### YOUR TASK
Transcribe the material word for word, but without the images.

-- start INPUT RECORDS --

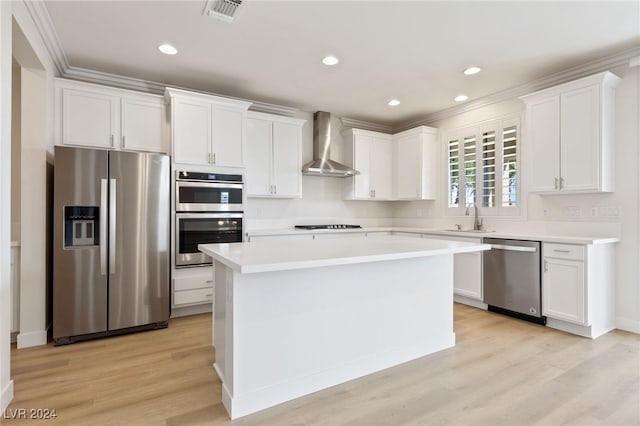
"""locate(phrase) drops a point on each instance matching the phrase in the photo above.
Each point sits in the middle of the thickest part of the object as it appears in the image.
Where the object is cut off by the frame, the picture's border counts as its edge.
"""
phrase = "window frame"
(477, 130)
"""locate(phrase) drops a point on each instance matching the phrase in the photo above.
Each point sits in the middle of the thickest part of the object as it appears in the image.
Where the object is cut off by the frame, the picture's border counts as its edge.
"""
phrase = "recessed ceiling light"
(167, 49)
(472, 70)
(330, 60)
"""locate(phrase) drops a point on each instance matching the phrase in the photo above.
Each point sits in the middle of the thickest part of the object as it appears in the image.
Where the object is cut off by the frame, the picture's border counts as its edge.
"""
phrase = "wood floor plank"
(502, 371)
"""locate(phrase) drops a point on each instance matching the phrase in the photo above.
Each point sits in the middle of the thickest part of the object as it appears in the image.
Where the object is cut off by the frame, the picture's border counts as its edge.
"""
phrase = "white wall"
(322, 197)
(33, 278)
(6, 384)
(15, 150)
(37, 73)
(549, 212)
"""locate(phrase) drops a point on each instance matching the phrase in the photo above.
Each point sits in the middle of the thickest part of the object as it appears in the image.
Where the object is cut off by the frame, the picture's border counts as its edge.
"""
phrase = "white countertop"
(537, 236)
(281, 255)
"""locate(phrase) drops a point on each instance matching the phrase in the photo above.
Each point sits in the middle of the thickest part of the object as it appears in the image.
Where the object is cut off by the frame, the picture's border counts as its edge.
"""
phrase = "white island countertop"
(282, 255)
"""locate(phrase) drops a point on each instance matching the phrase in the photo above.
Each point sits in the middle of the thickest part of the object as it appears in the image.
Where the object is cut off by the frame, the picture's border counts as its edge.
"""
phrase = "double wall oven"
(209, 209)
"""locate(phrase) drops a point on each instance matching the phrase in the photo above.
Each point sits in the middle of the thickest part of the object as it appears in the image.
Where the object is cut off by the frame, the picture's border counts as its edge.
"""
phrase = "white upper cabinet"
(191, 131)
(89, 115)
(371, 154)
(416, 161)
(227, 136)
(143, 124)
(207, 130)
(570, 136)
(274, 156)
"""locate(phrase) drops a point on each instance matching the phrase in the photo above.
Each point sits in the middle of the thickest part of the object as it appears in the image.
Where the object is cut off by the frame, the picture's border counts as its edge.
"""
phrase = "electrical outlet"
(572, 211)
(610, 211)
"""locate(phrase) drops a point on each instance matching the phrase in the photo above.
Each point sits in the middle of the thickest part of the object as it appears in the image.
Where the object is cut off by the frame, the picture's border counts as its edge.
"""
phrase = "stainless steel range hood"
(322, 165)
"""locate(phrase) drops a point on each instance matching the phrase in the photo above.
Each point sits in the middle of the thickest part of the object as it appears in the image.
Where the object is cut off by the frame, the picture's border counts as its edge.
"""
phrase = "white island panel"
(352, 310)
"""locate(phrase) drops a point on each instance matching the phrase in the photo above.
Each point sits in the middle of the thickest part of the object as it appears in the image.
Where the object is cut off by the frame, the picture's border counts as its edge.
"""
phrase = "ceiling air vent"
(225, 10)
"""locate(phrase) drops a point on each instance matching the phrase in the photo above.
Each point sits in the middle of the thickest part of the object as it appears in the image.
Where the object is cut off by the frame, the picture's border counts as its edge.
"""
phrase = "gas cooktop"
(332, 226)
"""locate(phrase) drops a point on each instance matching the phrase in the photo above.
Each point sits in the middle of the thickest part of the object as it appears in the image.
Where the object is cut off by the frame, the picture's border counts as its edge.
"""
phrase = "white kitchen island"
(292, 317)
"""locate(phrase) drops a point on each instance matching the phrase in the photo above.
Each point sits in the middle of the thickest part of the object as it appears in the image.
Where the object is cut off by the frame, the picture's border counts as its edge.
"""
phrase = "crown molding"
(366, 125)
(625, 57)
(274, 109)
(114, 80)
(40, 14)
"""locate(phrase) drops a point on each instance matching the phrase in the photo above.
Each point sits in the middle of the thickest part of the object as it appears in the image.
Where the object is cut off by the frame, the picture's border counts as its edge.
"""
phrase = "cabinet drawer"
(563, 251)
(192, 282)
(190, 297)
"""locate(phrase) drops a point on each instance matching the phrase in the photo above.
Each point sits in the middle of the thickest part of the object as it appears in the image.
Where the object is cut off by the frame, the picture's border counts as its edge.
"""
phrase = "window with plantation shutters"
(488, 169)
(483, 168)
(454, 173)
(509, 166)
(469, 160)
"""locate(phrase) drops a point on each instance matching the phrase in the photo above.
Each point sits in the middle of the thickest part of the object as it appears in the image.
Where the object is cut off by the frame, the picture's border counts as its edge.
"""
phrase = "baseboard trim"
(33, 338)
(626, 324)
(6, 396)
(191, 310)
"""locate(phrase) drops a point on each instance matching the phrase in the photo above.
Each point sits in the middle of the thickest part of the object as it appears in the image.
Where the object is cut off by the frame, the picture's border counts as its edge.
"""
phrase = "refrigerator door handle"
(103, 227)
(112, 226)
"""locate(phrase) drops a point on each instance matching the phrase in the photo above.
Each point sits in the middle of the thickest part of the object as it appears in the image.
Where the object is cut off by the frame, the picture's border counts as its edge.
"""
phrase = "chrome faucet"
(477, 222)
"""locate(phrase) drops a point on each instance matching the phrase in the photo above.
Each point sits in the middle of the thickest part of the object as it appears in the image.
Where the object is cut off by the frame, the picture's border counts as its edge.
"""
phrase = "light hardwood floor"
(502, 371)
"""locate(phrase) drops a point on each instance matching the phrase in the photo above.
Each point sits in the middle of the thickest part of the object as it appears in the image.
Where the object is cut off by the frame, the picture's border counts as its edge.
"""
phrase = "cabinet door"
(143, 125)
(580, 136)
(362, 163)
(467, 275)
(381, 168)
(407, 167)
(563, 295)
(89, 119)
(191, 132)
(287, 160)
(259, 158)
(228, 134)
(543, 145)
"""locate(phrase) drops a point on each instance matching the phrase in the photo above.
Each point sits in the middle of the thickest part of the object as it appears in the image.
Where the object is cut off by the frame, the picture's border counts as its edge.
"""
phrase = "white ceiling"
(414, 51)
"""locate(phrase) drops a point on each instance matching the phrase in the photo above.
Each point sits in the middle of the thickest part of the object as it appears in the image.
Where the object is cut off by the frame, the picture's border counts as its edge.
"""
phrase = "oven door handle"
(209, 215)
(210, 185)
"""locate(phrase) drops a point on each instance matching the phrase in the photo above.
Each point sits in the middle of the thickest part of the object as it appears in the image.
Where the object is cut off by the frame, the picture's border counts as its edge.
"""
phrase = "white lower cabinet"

-- end INPUT RECORDS --

### TASK OUTPUT
"""locate(phrase) drops a point on each instance matching the phrase in the photo above.
Each point sits in the middle of the thickest part of the object as it appears in the image.
Where the object is cut off by the frame, the picture's border counts as its edge.
"""
phrase = "window frame"
(477, 130)
"""locate(phrase) drops a point on each instance matching the phrase in the photo above.
Each point sits in the middle of the thickest part of the object as it appears in the image.
Where the object is cut off by the frame, the picture's border counts as its edge.
"""
phrase = "recessed ceiling light"
(167, 49)
(472, 70)
(330, 60)
"""locate(phrase) drops a point on each instance matching the phrase in the photo above.
Each point sits in the middle of the thickest part of the object as it appears in the image.
Where the object is cut off by the frame, the picture's border counts as its edge.
"""
phrase = "wood floor plank"
(502, 371)
"""locate(phrase) drops a point on each instance matching the phrase in the photo above.
Each point sits in the middle of the thickest part of the object as it appears in the image.
Where the object is cut off by the frame, the picture's border counts as its edge.
"""
phrase = "white wall"
(322, 197)
(33, 278)
(6, 384)
(15, 150)
(37, 73)
(549, 212)
"""locate(phrase) drops a point on each instance matching the phrase in the photo above.
Each point sits in the middle of the thickest part of the object as it appears in the image.
Where the object is cut off by the frame, the picture's border counts as its edge.
"""
phrase = "white countertop"
(537, 236)
(281, 255)
"""locate(phrase) drops a point on each instance matching the phrase in the photo above.
Each point sits in the middle of the thickest part of the object as it appears in the image.
Where the object is cut off by the frame, the picture's border counts as its edge.
"""
phrase = "white island countertop"
(282, 255)
"""locate(phrase) drops a point on each instance matching the phrase in the photo above.
Each point sits in the middle of the thickest part of the object as it appears in the image.
Where the object is cut off by the frame, the picture's border counts as its edge.
"""
phrase = "double wall oven"
(209, 209)
"""locate(phrase) drops a point on each instance matching the phrase in the photo above.
Each point sits in the middle of the thickest part of the object as it appears in the image.
Where the object is cut off by the frame, the picture's border counts as its edge.
"""
phrase = "white upper cabinet"
(191, 131)
(89, 115)
(371, 154)
(416, 161)
(227, 136)
(143, 124)
(207, 130)
(570, 136)
(274, 156)
"""locate(phrase) drops a point on each instance matching the phrase in the photo above.
Each point sits in the middle of the thickest part of the object as it appears in the image.
Where the object is cut off by the frame, the picture's border counts as its edge.
"""
phrase = "electrical outlet"
(572, 211)
(610, 211)
"""locate(phrase) drops a point on each instance matching the phrase in the photo above.
Each point sits in the middle of the thickest part of the object as it appears in the image.
Where the object is cut off by the frame, the picture's border counts as its edge.
"""
phrase = "stainless steel range hood"
(322, 165)
"""locate(phrase) drops a point on each instance matching the phrase in the photo above.
Each point sits in the middle of the thickest part of the object as it appears in the image.
Where the object is cut off by the frame, the picture's border counts as its edge.
"""
phrase = "white island panel"
(352, 310)
"""locate(phrase) drops a point on each instance matching the phrase in the photo above.
Each point sits in the middle of the thickest part of the object as it appears in the image.
Where the object is cut off by the frame, the picture's border counts as its edge.
"""
phrase = "ceiling air vent"
(225, 10)
"""locate(phrase) drops a point on each instance matching the phrase in the photo above.
Each point sits in the middle of the thickest part of the object as it appears in the image.
Where the object is cut off by the frame, the picture's border counts as its edge.
"""
phrase = "gas cooktop"
(332, 226)
"""locate(phrase) drops a point on each instance matching the phrase in the photo above.
Each point sits in the middle of the thickest part of the object as it appears in the image.
Where the object is cut off by the frame, the picture's border counts as its edge.
"""
phrase = "white kitchen island"
(292, 317)
"""locate(phrase) drops a point on each instance matching the phrase in the photo above.
Each point sits in the middle of the thickest part of the object as it appears in the image.
Where the object is cut off by the frame, the picture's border counts as its edge.
"""
phrase = "crown molding"
(366, 125)
(625, 57)
(274, 109)
(114, 80)
(40, 14)
"""locate(phrase) drops a point on each instance matching the phrase in the photo above.
Each point sits in the middle of the thickest part of the object as it appears in the image.
Where the object is cut off by the frame, the picture's border counts as its edge.
"""
phrase = "cabinet drawer"
(563, 251)
(192, 282)
(190, 297)
"""locate(phrase) drops a point on each instance matching the phrase in the photo above.
Each point sits in the middle of the thickest part of the object as it appears in the image.
Where the object is cut off by the frame, the picture's border counts as its edge.
"""
phrase = "window with plantation shutters"
(488, 169)
(483, 168)
(454, 173)
(509, 166)
(469, 160)
"""locate(phrase) drops a point on each instance matching the phrase in the photo above.
Each point sits in the middle of the thickest part of the object as it appears in the image.
Where the object is cut off by the frame, the picture's border counts as its edge.
"""
phrase = "baseboard trim"
(33, 338)
(626, 324)
(6, 396)
(191, 310)
"""locate(phrase) drops a point on each instance matching the phrase in the photo above.
Each point sits in the middle of the thickest part of the object as it appears in the image.
Where the object is cut off by the frame, the picture's border counts as its edge.
"""
phrase = "refrigerator door handle"
(103, 227)
(112, 226)
"""locate(phrase) drops a point on each instance matching the phrase in the photo above.
Each point sits in the middle of the thickest part of the object as it appears in the image.
Where the object is cut off by the frame, the picture's border counts as its edge.
"""
phrase = "chrome faucet"
(477, 222)
"""locate(phrase) drops a point on each instance matching the phrase in the photo above.
Each point sits in the middle of the thickest part of the object as it appears in the image.
Where the object is cut off by the frame, the picture's border counts as its edge.
"""
phrase = "light hardwood floor"
(502, 371)
"""locate(phrase) drops a point on each instance matching the phrase in the photo above.
Each point sits in the middle of the thickest part of the object as it appears in the image.
Where the object is cut off by the frame, the picture's border counts as its edge.
"""
phrase = "cabinet door"
(143, 125)
(580, 136)
(362, 163)
(467, 275)
(381, 168)
(407, 167)
(563, 295)
(89, 119)
(191, 132)
(287, 160)
(259, 158)
(228, 134)
(543, 145)
"""locate(phrase) drops a point on each instance matching the phrase in the photo above.
Each point sits in the middle of the thickest part of the object as it appears in the image.
Where the object is cut off by the frame, the picture's border counts as its edge.
"""
phrase = "white ceiling"
(414, 51)
"""locate(phrase) drops a point on each instance matching the phrase in the photo above.
Each point sits in the middle of the thickest part of the object as it appears in the image.
Where the object is cut off by the frame, the picture's border counts as its edge.
"""
phrase = "oven door handle"
(209, 215)
(210, 185)
"""locate(phrase) drops a point on each instance matching the phrase in the photo above.
Each point sits in the middle of the thickest part of the object as it appears in the image.
Where the object is cut off by the frame, the picture's border counts as its edge.
"""
phrase = "white lower cabinet"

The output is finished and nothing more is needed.